For Whom the Bell Tolls begins and ends in a pine-scented forest, somewhere in Spain. The year is 1937 and the Spanish Civil War is in full swing. Robert Jordan, a demolitions expert attached to the International Brigades, lies "flat on the brown, pine-needled floor of the forest, his chin on his folded arms, and high overhead the wind blew in the tops of the pine trees." The sylvan setting, however, is at sharp odds with the reason Jordan is there: he has come to blow up a bridge on behalf of the antifascist guerrilla forces. He hopes he'll be able to rely on their local leader, Pablo, to help carry out the mission, but upon meeting him, Jordan has his doubts: "I don't like that sadness, he thought. That sadness is bad. That's the sadness they get before they quit or before they betray. That is the sadness that comes before the sell-out." For Pablo, it seems, has had enough of the war. He has amassed for himself a small herd of horses and wants only to stay quietly in the hills and attract as little attention as possible. Jordan's arrival--and his mission--have seriously alarmed him.
"I am tired of being hunted. Here we are all right. Now if you blow a bridge here, we will be hunted. If they know we are here and hunt for us with planes, they will find us. If they send Moors to hunt us out, they will find us and we must go. I am tired of all this. You hear?" He turned to Robert Jordan. "What right have you, a foreigner, to come to me and tell me what I must do?"

WRITTEN TASKS
(A) Reproduce the entries verbatim, from the first entry up to and including the line that contains "<point>619,489</point>".
(B) Continue the passage on For Whom the Bell Tolls from the point at which it stops.

Entries taken from a collection
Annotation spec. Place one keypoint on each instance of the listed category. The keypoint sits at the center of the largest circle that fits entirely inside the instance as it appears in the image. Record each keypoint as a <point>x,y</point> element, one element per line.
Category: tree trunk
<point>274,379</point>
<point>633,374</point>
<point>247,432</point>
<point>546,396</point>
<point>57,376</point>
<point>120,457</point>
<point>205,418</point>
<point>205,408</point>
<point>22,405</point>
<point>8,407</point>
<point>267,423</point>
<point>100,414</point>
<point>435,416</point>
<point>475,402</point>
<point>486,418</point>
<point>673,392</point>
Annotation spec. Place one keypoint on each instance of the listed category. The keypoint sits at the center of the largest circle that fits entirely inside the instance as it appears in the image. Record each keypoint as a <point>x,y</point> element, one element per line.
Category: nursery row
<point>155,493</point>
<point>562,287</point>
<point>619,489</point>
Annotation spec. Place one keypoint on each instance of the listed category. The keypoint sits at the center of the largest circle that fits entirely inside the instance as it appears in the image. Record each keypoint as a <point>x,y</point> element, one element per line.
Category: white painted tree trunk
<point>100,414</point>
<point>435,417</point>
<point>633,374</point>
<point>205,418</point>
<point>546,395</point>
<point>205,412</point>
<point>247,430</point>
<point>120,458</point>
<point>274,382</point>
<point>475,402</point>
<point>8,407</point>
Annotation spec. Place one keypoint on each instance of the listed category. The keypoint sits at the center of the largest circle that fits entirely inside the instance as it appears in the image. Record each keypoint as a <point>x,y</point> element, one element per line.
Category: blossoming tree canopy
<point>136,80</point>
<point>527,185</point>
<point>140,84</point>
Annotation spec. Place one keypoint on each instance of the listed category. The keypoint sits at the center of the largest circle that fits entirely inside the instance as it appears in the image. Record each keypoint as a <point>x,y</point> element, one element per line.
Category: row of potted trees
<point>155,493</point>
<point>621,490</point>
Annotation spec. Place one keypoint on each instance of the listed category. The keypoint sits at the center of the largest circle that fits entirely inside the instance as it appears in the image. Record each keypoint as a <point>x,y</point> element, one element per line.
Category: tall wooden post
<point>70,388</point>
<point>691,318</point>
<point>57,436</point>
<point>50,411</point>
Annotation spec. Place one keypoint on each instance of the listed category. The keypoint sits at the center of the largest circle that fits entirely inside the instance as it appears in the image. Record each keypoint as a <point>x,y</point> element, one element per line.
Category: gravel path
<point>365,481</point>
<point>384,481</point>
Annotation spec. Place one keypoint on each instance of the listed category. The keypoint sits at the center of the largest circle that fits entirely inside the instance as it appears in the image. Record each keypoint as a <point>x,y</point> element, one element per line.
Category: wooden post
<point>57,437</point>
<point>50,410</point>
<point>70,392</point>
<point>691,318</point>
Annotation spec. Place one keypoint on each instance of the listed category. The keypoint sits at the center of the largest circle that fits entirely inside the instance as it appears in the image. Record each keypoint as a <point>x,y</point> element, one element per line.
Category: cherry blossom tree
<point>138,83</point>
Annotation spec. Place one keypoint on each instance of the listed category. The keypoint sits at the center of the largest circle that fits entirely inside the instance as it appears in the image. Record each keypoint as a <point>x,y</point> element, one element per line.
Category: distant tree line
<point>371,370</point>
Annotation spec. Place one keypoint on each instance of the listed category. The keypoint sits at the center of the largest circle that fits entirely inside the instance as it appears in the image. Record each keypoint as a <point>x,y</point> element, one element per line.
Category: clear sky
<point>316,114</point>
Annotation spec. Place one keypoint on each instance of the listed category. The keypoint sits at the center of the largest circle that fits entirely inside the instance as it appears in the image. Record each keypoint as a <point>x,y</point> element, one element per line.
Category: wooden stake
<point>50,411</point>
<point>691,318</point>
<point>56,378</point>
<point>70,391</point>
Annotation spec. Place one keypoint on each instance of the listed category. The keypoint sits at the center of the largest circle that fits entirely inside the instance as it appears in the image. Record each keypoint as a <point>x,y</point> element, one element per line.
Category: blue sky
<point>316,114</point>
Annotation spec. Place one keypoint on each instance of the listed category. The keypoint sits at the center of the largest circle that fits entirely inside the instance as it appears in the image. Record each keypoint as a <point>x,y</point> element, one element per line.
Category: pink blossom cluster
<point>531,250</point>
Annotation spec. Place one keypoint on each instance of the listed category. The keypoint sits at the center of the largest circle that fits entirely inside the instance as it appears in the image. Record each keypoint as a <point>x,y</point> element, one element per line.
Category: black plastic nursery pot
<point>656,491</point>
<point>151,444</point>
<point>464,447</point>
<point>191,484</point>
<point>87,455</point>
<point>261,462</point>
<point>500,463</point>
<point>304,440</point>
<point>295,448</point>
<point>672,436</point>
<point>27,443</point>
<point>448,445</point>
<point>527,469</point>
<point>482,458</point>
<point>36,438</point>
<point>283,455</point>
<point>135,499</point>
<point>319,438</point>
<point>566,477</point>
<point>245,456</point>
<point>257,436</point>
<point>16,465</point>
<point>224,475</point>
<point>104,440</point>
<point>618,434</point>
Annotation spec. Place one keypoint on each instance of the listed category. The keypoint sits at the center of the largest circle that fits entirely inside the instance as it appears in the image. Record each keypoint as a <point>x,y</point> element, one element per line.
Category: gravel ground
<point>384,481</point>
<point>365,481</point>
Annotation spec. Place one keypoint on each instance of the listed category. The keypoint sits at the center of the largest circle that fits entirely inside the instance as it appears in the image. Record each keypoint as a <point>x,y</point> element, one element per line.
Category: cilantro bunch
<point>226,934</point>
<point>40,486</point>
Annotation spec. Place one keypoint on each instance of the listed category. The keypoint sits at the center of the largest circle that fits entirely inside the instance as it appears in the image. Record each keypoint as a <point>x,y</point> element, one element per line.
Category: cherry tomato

RESPONSES TO THE TASKS
(A)
Annotation spec. Place one keypoint on each instance of the listed category. The keypoint sits at the center of the largest circle that fits entirely inside the instance as it appears in the image. Record each keypoint as a <point>x,y</point> element, one element per line.
Category: tree trunk
<point>274,379</point>
<point>633,374</point>
<point>247,432</point>
<point>546,396</point>
<point>57,376</point>
<point>120,457</point>
<point>205,418</point>
<point>205,408</point>
<point>22,405</point>
<point>8,407</point>
<point>267,423</point>
<point>100,414</point>
<point>435,416</point>
<point>475,402</point>
<point>486,418</point>
<point>673,392</point>
Annotation spec. Place one keypoint on each instance of the listed category. The keypoint sits at the center of the largest circle that fits entirely inside the instance as it appears in the image. Record each keypoint as a <point>x,y</point> element, one element per line.
Category: nursery row
<point>155,493</point>
<point>562,287</point>
<point>619,489</point>

(B)
In one short chapter Hemingway lays out the blueprint for what is to come: Jordan's sense of duty versus Pablo's dangerous self-interest and weariness with the war. Complicating matters even more are two members of the guerrilla leader's small band: his "woman" Pilar, and Maria, a young woman whom Pablo rescued from a Republican prison train. Unlike her man, Pilar is still fiercely devoted to the cause and as Pablo's loyalty wanes, she becomes the moral center of the group. Soon Jordan finds himself caught between the two, even as his own resolve is tested by his growing feelings for Maria.

For Whom the Bell Tolls combines two of the author's recurring obsessions: war and personal honor. The pivotal battle scene involving El Sordo's last stand is a showcase for Hemingway's narrative powers, but the quieter, ongoing conflict within Robert Jordan as he struggles to fulfill his mission perhaps at the cost of his own life is a testament to his creator's psychological acuity. By turns brutal and compassionate, it is arguably Hemingway's most mature work and one of the best war novels of the 20th century. --Alix Wilber

(retrieved from Amazon Thu, 12 Mar 2015 18:00:49 -0400)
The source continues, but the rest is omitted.